%%
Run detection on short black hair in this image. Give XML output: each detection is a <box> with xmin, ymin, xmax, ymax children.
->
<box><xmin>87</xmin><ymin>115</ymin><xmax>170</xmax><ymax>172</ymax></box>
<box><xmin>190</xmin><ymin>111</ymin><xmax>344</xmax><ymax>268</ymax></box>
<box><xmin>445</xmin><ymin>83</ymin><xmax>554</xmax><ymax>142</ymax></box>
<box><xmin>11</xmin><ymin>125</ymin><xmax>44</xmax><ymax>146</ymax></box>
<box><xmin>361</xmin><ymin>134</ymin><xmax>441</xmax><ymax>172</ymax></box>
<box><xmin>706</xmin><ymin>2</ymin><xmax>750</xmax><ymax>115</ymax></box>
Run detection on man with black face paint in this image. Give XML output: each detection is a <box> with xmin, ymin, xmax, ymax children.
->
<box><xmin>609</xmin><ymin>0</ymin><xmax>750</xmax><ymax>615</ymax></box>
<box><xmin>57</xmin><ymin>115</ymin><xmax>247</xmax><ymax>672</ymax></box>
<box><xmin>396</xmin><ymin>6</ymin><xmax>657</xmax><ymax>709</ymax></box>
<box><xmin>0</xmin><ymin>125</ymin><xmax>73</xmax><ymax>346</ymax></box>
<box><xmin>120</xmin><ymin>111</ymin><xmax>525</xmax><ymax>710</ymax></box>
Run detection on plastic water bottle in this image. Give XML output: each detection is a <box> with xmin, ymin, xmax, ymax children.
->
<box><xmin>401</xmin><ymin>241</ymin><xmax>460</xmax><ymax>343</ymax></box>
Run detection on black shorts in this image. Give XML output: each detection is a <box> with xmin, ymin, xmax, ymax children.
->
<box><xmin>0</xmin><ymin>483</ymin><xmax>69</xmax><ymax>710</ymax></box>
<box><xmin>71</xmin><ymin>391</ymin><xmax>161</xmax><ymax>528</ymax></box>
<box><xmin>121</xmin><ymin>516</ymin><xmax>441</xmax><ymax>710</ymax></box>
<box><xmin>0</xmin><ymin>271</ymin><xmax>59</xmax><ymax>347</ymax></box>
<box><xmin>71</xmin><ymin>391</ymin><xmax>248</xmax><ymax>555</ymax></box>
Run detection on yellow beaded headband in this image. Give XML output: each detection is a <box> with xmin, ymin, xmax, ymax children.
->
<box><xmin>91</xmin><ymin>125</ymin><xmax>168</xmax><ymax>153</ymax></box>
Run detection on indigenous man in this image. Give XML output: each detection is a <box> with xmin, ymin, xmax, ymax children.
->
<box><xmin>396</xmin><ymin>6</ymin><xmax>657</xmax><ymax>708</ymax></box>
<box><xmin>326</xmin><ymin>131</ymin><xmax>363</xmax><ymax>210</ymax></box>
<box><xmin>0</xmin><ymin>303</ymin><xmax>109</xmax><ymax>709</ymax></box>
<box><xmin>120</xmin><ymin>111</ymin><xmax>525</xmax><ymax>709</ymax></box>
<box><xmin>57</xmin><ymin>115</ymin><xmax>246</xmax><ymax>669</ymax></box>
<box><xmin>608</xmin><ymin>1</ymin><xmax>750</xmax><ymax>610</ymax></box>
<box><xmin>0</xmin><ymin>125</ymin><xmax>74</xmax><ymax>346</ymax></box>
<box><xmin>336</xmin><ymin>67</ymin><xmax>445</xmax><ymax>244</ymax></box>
%%
● Exercise prompt
Everything from the first line of the entries above through the line with "Run detection on man" is to be reproduced exactly, and nothing else.

● Output for this exercise
Run detection on short black hair in this image. Give XML output: each detection is a <box> with xmin, ymin, xmax, ymax children.
->
<box><xmin>87</xmin><ymin>115</ymin><xmax>170</xmax><ymax>172</ymax></box>
<box><xmin>190</xmin><ymin>111</ymin><xmax>344</xmax><ymax>268</ymax></box>
<box><xmin>445</xmin><ymin>83</ymin><xmax>554</xmax><ymax>142</ymax></box>
<box><xmin>11</xmin><ymin>125</ymin><xmax>44</xmax><ymax>146</ymax></box>
<box><xmin>361</xmin><ymin>134</ymin><xmax>441</xmax><ymax>172</ymax></box>
<box><xmin>706</xmin><ymin>2</ymin><xmax>750</xmax><ymax>115</ymax></box>
Run detection on man with black face paint in this image. Give XML output: each detection is a <box> with xmin, ymin, xmax, ymax children.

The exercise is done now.